Work order
Copy the data below in full, exactly as it appears.
[Exercise data]
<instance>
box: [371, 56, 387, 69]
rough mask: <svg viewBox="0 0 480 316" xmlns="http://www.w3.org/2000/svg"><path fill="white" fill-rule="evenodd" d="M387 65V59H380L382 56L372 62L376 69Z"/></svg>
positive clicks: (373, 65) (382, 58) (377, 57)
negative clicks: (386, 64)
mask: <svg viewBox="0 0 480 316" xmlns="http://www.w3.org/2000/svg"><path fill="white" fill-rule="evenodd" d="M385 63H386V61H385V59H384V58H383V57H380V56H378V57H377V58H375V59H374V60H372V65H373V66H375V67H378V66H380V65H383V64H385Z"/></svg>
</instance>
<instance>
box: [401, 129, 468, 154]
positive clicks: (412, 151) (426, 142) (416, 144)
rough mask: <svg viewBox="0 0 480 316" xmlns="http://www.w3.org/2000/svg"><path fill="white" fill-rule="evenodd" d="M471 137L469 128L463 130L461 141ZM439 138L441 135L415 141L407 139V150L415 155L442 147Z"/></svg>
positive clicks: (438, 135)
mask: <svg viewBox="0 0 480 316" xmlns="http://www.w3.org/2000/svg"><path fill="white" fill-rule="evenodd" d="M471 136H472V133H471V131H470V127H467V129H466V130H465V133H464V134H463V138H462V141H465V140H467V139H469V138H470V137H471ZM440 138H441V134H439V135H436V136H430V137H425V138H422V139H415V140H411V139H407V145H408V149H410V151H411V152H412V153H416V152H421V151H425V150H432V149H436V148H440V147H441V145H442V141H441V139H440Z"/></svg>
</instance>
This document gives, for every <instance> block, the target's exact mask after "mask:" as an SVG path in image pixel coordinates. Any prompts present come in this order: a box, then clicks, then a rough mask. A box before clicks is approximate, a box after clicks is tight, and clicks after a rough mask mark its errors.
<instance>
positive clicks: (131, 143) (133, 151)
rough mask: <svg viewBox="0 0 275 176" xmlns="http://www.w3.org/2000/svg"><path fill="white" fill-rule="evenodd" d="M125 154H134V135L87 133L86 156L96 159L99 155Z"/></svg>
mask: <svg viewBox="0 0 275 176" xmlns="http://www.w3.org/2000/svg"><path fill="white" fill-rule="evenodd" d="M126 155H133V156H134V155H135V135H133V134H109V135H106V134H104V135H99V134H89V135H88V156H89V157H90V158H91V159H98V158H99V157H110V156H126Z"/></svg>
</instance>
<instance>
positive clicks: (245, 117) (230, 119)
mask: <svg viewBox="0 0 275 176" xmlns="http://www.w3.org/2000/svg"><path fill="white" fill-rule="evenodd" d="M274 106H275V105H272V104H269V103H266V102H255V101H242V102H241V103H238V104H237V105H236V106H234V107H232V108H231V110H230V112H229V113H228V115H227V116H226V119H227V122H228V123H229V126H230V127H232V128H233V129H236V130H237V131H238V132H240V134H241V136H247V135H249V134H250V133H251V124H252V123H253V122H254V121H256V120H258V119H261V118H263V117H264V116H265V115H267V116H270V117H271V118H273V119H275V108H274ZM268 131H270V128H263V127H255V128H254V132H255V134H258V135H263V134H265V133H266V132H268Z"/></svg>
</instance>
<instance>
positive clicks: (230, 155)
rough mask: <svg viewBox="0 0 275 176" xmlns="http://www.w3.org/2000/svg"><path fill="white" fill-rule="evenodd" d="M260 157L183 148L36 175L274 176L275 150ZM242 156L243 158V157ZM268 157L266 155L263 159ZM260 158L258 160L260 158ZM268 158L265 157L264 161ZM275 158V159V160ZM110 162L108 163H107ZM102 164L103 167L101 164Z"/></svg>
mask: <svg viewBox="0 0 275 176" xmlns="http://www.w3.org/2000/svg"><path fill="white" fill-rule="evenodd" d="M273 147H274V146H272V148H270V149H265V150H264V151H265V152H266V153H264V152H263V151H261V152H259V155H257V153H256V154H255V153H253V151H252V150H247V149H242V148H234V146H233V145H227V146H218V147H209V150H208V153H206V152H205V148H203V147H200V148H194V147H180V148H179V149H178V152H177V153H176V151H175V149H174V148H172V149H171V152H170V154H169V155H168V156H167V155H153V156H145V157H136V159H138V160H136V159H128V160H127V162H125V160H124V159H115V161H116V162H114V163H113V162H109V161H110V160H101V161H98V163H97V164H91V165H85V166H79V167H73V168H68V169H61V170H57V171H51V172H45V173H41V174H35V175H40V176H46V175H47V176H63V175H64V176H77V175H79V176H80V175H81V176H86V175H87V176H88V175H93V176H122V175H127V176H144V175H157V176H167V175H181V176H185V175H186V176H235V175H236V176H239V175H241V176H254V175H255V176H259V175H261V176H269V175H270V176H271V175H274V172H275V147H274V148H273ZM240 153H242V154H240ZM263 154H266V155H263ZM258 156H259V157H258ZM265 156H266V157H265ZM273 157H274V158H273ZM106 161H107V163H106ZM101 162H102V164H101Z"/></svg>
[/Exercise data]
Answer
<instance>
box: [371, 56, 387, 69]
rough mask: <svg viewBox="0 0 480 316" xmlns="http://www.w3.org/2000/svg"><path fill="white" fill-rule="evenodd" d="M387 65V59H380L382 56L372 62L376 69Z"/></svg>
positive clicks: (373, 65) (382, 58) (377, 57)
negative clicks: (386, 64)
mask: <svg viewBox="0 0 480 316" xmlns="http://www.w3.org/2000/svg"><path fill="white" fill-rule="evenodd" d="M385 63H386V61H385V59H384V58H383V57H380V56H378V57H377V58H375V59H374V60H372V65H373V66H375V67H378V66H380V65H383V64H385Z"/></svg>
</instance>
<instance>
box: [401, 129, 468, 154]
positive clicks: (412, 151) (426, 142) (416, 144)
rough mask: <svg viewBox="0 0 480 316" xmlns="http://www.w3.org/2000/svg"><path fill="white" fill-rule="evenodd" d="M471 137L469 128L463 130L461 141ZM439 138L441 135L415 141L407 139V150L415 155L442 147Z"/></svg>
positive clicks: (438, 135)
mask: <svg viewBox="0 0 480 316" xmlns="http://www.w3.org/2000/svg"><path fill="white" fill-rule="evenodd" d="M471 136H472V133H471V131H470V127H467V129H466V130H465V133H464V134H463V138H462V141H465V140H467V139H469V138H470V137H471ZM440 138H441V134H439V135H436V136H430V137H425V138H422V139H415V140H411V139H407V145H408V149H410V151H411V152H412V153H416V152H421V151H425V150H432V149H436V148H440V147H441V145H442V141H441V139H440Z"/></svg>
</instance>
This document gives, for every <instance> block, the target's exact mask after "mask:" as an SVG path in image pixel coordinates. Any prompts present come in this order: a box, then clicks, then a rough mask. A box before clicks is approximate, a box after clicks is tight, and clicks after a rough mask mark its errors.
<instance>
positive clicks: (131, 143) (133, 151)
rough mask: <svg viewBox="0 0 275 176" xmlns="http://www.w3.org/2000/svg"><path fill="white" fill-rule="evenodd" d="M125 154H134V135L87 133L86 156L96 159L99 155Z"/></svg>
mask: <svg viewBox="0 0 275 176" xmlns="http://www.w3.org/2000/svg"><path fill="white" fill-rule="evenodd" d="M126 155H133V156H134V155H135V135H133V134H109V135H106V134H104V135H99V134H89V135H88V156H89V157H90V158H91V159H98V158H99V157H110V156H126Z"/></svg>
</instance>
<instance>
positive clicks: (245, 117) (230, 119)
mask: <svg viewBox="0 0 275 176" xmlns="http://www.w3.org/2000/svg"><path fill="white" fill-rule="evenodd" d="M274 106H275V105H272V104H269V103H266V102H255V101H242V102H241V103H238V104H237V105H236V106H234V107H232V108H231V110H230V112H229V113H228V115H227V116H226V119H227V122H228V123H229V126H230V127H232V128H233V129H236V130H237V131H238V132H240V134H241V136H247V135H249V134H250V133H251V124H252V123H253V122H254V121H256V120H258V119H261V118H263V117H264V116H265V115H267V116H270V117H271V118H273V119H275V108H274ZM268 131H270V128H263V127H255V128H254V132H255V134H258V135H263V134H265V133H266V132H268Z"/></svg>
</instance>
<instance>
positive clicks: (230, 155)
rough mask: <svg viewBox="0 0 275 176" xmlns="http://www.w3.org/2000/svg"><path fill="white" fill-rule="evenodd" d="M260 157L183 148L36 175L274 176L275 150ZM242 156L243 158V157ZM268 157L266 155L263 159ZM260 158L258 160L260 158ZM268 158L265 157L264 161ZM275 158V159V160ZM110 162L108 163H107ZM102 164L103 167L101 164Z"/></svg>
mask: <svg viewBox="0 0 275 176" xmlns="http://www.w3.org/2000/svg"><path fill="white" fill-rule="evenodd" d="M273 147H274V146H272V148H270V149H265V150H264V151H265V152H266V153H264V152H263V151H261V152H259V155H257V153H256V154H255V153H253V151H252V150H247V149H242V148H234V146H233V145H227V146H218V147H209V150H208V153H206V152H205V148H203V147H200V148H194V147H180V148H179V149H178V152H177V153H176V151H175V149H174V148H172V149H171V152H170V154H169V155H168V156H167V155H153V156H145V157H136V159H138V160H136V159H128V160H127V162H125V160H124V159H115V161H116V162H114V163H113V162H109V161H110V160H101V161H98V163H97V164H91V165H85V166H79V167H73V168H68V169H61V170H57V171H51V172H45V173H41V174H35V175H40V176H46V175H47V176H63V175H64V176H77V175H79V176H80V175H81V176H86V175H87V176H88V175H93V176H122V175H127V176H144V175H157V176H167V175H181V176H185V175H186V176H235V175H236V176H239V175H241V176H254V175H255V176H259V175H261V176H269V175H270V176H271V175H274V172H275V147H274V148H273ZM240 153H242V154H240ZM263 154H266V155H263ZM258 156H259V157H258ZM265 156H266V157H265ZM273 157H274V158H273ZM106 161H107V163H106ZM101 162H102V164H101Z"/></svg>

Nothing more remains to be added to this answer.